#### SOURCE PASSAGE:

Declarative programming forces you to think about more efficient ways to get results.
Say you want to cook a specific soup recipe – minestrone – you wouldn’t just run a query for ‘soup’ in a database of recipes because you’d get a lot of irrelevant results.
To get an accurate result quickly you’ll need to define parameters so you only get minestrone soup recipes or only 5-minute minestrone soup recipes.
Building your skills in SQL gives you a powerful way of thinking about outcomes instead of processes: “Okay what do I really want?”
SQL is popular for a reason
SQL does its job really well and for the most part it’s easy to use. That’s why it’s been an industry standard since the 1970s.
You can get started in SQL without having any programming knowledge, whatsoever.
SQL is easy to start learning
You can grasp the basics of SQL within a day or so.
In reality, no one ever stops learning SQL because you’re constantly trying to improve your results.
The learning curve isn’t steep though if you want to get into the more complex or nuanced stuff you’ll want to find better ways to write your queries.
You will get better at asking better questions, I promise.
SQL is a gentle introduction to databases
If you haven’t studied computer science then SQL is an easy way to learn common database concepts and tools that frankly haven’t changed dramatically for decades.
Learning those concepts will help you write better and faster code to get more things done accurately and efficiently.
You’ll start learning things like Indexing, Compression, and row-based databases versus Columnar databases, which are all useful to know.
When you’re familiar with how SQL works you’ll have learned concepts such as processing, filtering and transforming data that will help you use other data analysis tools, like Hive and Presto (both have an SQL flavour) and actual programming languages like Python and R.
Understanding SQL helps you understand the web better
Most websites are interfaces sitting in front of a database, whether it’s something complex like an ecommerce store or a service directory.

#### DATASET EXCERPTS:
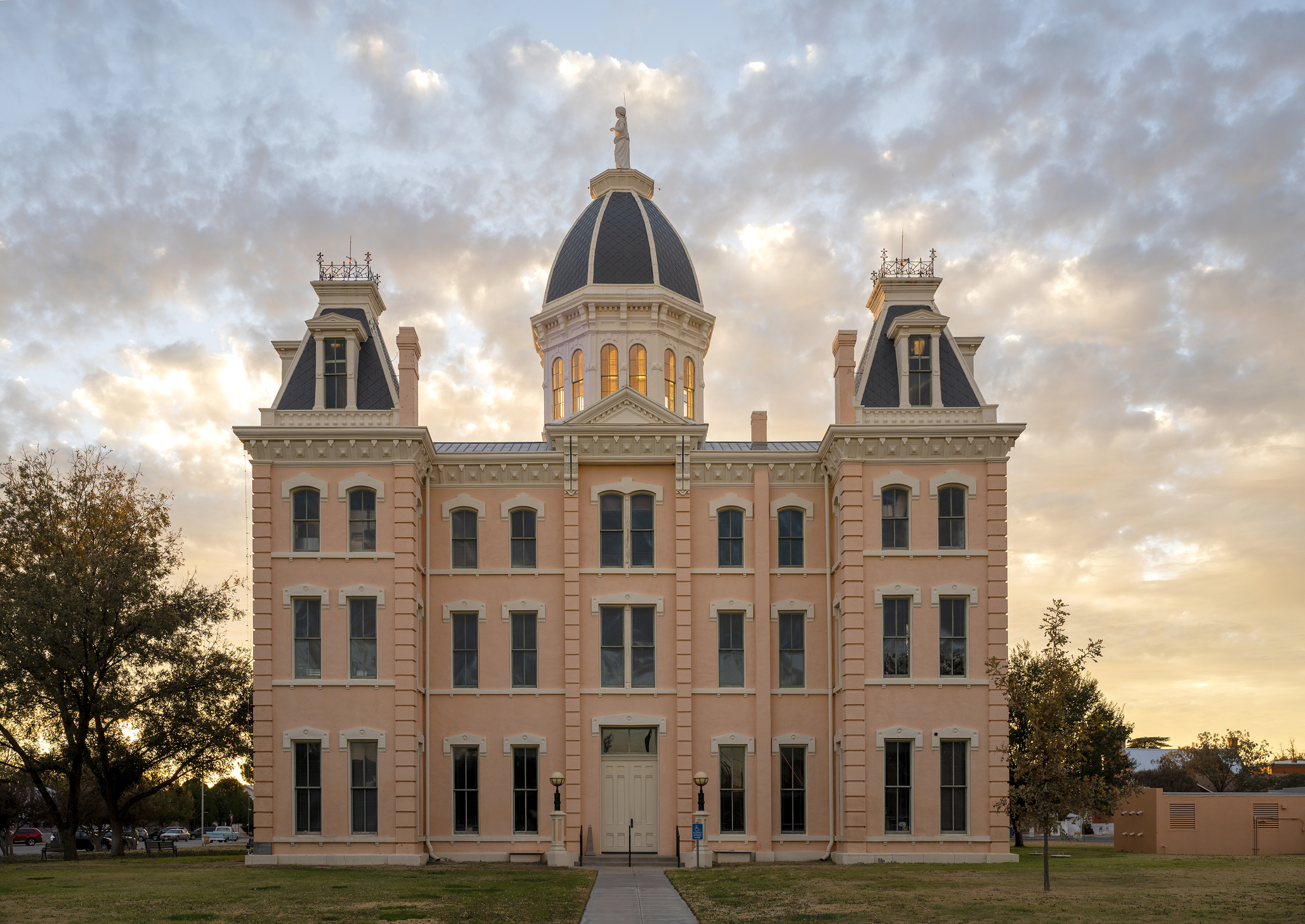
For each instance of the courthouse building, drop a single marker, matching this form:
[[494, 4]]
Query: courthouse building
[[442, 627]]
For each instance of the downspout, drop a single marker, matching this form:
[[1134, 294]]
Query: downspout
[[829, 677]]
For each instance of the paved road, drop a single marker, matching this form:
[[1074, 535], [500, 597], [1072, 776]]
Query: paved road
[[636, 897]]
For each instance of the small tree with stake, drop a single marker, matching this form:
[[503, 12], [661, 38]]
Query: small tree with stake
[[1052, 762]]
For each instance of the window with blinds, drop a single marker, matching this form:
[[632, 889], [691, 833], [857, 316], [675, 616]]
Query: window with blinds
[[1183, 816]]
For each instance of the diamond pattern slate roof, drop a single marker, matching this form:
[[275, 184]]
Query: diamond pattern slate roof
[[570, 271], [622, 254], [491, 446], [674, 268]]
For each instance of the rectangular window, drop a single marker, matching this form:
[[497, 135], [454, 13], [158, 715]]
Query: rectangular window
[[525, 790], [792, 649], [362, 782], [334, 375], [523, 538], [466, 656], [733, 805], [792, 790], [362, 637], [730, 538], [525, 656], [307, 516], [952, 636], [308, 639], [308, 787], [954, 787], [897, 787], [731, 649], [466, 790], [921, 372], [897, 636]]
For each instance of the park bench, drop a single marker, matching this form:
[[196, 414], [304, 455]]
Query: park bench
[[159, 847]]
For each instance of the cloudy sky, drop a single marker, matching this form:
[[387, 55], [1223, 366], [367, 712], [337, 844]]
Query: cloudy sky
[[1115, 191]]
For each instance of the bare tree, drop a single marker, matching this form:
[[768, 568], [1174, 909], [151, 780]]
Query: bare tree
[[92, 613], [1058, 765]]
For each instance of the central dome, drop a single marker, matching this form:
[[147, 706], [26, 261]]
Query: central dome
[[622, 239]]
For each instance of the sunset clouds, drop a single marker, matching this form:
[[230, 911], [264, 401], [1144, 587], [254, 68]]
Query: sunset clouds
[[1113, 190]]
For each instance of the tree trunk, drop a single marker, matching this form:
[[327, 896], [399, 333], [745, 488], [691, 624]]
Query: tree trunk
[[1047, 858]]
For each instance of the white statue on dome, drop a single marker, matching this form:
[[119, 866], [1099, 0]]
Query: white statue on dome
[[622, 140]]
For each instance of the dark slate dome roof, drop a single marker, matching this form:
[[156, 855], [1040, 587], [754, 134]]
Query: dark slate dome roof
[[622, 252]]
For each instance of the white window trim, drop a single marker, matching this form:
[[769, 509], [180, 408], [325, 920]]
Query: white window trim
[[953, 590], [464, 606], [953, 477], [289, 594], [955, 734], [289, 738], [518, 503], [624, 720], [731, 606], [792, 500], [525, 740], [626, 601], [522, 606], [627, 486], [362, 735], [896, 478], [734, 739], [898, 734], [464, 740], [792, 606], [362, 590], [730, 500], [897, 590], [461, 502], [792, 739], [301, 481], [362, 481]]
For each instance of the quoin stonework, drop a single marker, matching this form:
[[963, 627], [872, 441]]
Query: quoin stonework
[[440, 628]]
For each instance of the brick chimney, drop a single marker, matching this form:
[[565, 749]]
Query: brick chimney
[[844, 375], [410, 351]]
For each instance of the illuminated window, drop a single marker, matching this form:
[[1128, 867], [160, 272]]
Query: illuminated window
[[670, 380], [921, 381], [577, 381], [688, 387], [558, 388], [638, 370]]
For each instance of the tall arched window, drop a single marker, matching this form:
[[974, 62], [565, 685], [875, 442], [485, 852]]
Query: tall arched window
[[558, 388], [577, 381], [607, 368], [362, 521], [638, 370], [897, 521], [688, 387], [307, 505]]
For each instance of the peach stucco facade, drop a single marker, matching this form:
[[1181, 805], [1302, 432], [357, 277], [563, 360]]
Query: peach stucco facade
[[810, 745]]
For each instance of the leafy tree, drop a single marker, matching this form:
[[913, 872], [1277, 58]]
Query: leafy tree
[[1060, 762], [96, 629]]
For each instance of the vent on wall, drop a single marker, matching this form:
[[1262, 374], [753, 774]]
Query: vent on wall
[[1183, 816], [1265, 815]]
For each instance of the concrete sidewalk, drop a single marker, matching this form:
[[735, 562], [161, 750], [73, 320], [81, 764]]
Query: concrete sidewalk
[[636, 897]]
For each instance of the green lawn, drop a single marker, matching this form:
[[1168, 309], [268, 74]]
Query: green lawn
[[218, 888], [1095, 884]]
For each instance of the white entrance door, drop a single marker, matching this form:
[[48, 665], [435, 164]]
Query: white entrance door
[[629, 794]]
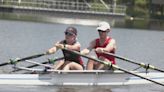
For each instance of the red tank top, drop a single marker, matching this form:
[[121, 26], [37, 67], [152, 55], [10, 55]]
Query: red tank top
[[107, 41]]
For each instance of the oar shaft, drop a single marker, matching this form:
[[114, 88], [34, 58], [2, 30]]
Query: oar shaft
[[132, 61], [116, 67], [22, 59], [126, 71], [35, 65]]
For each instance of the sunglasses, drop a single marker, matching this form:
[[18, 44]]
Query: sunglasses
[[68, 34], [102, 31]]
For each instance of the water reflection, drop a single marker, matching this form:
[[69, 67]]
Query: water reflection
[[83, 89]]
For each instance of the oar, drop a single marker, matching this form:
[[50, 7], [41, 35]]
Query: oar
[[132, 61], [22, 59], [40, 64], [115, 66], [35, 65]]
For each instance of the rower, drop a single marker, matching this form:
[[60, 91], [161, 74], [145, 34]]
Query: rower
[[101, 44]]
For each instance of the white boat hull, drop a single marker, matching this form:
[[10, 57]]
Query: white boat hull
[[82, 78]]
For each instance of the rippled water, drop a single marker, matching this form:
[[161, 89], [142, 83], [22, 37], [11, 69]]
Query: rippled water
[[21, 39]]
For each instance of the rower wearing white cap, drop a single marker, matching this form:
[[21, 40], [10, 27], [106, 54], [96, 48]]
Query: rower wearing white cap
[[101, 44]]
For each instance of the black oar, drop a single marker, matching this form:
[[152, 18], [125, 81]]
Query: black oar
[[22, 59], [35, 65], [115, 66], [132, 61]]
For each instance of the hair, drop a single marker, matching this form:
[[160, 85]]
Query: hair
[[72, 30]]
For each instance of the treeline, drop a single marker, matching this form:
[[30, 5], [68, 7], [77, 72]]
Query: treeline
[[138, 8]]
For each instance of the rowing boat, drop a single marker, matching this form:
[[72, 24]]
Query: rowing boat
[[80, 78], [118, 77]]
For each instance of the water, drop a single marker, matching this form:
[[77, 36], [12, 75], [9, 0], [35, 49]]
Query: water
[[21, 39]]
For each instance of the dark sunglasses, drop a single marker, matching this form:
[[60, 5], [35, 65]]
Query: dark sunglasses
[[102, 31], [69, 34]]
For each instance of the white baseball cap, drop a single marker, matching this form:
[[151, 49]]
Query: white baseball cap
[[103, 26]]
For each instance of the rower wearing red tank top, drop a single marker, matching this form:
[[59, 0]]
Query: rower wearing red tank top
[[101, 44]]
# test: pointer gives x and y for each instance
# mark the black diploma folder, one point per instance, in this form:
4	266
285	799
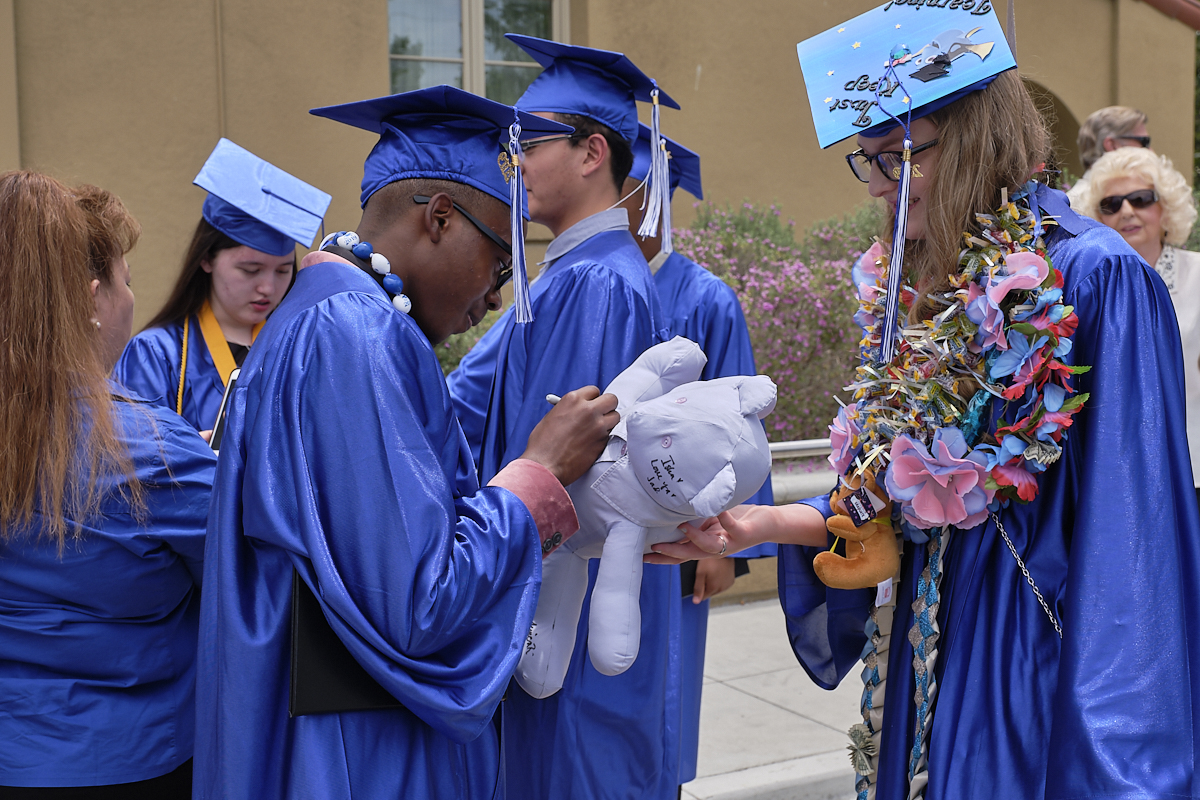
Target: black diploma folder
325	678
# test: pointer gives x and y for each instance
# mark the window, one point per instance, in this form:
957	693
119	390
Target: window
461	42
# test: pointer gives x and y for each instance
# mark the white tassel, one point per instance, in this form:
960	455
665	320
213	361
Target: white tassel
658	191
895	268
522	305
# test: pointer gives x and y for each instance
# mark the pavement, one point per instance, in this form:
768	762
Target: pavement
767	732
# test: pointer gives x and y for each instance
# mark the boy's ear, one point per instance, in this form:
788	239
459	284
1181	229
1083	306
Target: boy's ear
437	216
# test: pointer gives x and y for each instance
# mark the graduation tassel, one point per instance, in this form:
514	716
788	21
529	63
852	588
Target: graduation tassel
522	306
658	191
895	268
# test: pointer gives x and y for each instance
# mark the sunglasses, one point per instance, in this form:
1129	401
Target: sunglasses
505	274
1143	140
1139	199
889	161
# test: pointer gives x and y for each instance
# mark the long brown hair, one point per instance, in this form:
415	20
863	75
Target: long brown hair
55	411
990	140
195	284
112	229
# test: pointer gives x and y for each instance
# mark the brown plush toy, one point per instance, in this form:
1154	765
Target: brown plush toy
871	552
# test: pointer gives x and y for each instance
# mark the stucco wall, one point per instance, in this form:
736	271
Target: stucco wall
133	94
733	68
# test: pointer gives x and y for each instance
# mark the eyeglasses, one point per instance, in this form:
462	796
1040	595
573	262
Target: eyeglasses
889	160
1139	199
505	274
1143	140
526	146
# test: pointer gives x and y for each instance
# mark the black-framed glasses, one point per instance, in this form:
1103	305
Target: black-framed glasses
1143	140
1139	199
889	161
505	274
526	146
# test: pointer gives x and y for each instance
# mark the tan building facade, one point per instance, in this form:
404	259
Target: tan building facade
132	95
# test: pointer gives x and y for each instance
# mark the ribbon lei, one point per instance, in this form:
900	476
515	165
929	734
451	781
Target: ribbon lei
657	204
522	305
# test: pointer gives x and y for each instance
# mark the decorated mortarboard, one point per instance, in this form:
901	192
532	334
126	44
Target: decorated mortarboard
682	162
899	60
257	204
447	133
683	166
889	66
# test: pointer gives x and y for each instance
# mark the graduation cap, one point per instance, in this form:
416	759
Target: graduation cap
899	61
601	85
889	66
682	164
447	133
257	204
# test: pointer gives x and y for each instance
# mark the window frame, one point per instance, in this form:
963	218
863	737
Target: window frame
474	65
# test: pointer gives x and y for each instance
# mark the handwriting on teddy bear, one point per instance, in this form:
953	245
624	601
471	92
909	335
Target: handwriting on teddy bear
664	475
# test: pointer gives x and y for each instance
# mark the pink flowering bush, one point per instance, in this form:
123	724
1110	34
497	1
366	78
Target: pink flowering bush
798	299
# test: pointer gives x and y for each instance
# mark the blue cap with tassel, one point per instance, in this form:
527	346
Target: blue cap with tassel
447	133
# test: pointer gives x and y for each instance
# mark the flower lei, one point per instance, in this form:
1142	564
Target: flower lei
999	332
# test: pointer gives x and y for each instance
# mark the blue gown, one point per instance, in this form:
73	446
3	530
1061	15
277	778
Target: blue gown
700	306
600	737
149	366
343	461
1113	541
97	644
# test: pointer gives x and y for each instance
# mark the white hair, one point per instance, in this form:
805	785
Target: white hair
1179	205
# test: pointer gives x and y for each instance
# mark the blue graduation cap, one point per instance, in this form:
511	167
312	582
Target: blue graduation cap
257	204
682	167
683	163
887	67
598	84
899	61
447	133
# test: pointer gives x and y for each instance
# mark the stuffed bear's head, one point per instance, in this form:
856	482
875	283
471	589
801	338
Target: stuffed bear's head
701	449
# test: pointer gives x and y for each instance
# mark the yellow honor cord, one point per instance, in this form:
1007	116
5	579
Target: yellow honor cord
183	371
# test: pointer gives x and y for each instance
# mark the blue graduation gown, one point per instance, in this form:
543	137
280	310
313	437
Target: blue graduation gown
700	306
149	367
343	461
600	737
1113	541
97	644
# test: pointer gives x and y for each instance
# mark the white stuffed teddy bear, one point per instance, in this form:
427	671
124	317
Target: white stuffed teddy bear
684	450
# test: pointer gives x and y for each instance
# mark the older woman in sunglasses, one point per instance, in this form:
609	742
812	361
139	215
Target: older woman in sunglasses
1144	198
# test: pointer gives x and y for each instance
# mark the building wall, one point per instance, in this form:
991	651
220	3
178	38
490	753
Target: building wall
735	72
132	95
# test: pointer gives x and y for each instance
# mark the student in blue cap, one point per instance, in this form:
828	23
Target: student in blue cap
101	518
595	311
1018	589
700	306
238	266
348	487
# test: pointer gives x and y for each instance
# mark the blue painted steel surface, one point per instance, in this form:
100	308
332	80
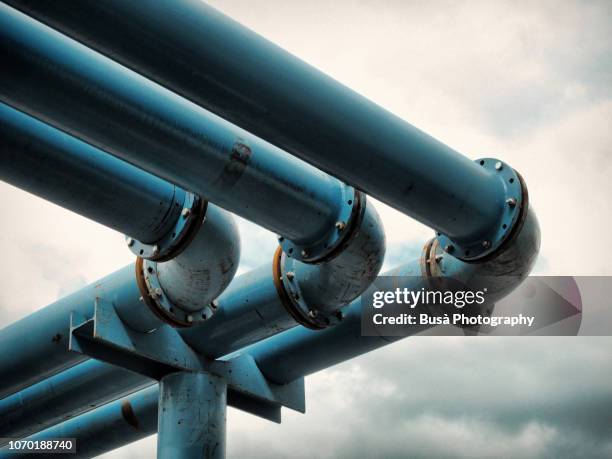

#### WORK INSTRUCTIONS:
1. Copy the SQL text from "SQL is popular" to "improve your results.", renaming "industry standard" as "widely adopted standard".
2. According to the SQL text, since when has SQL been an industry standard?
3. In the SQL text, shorten the paragraph that begins "When you're familiar with how SQL works" while keeping its main facts.

#### TASK ANSWERS:
1.
SQL is popular for a reason
SQL does its job really well and for the most part it’s easy to use. That’s why it’s been an widely adopted standard since the 1970s.
You can get started in SQL without having any programming knowledge, whatsoever.
SQL is easy to start learning
You can grasp the basics of SQL within a day or so.
In reality, no one ever stops learning SQL because you’re constantly trying to improve your results.

2. Since the 1970s.

3. Knowing SQL teaches concepts such as processing, filtering and transforming data. These help with other data analysis tools like Hive and Presto, both of which have an SQL flavor. They also help with programming languages like Python and R.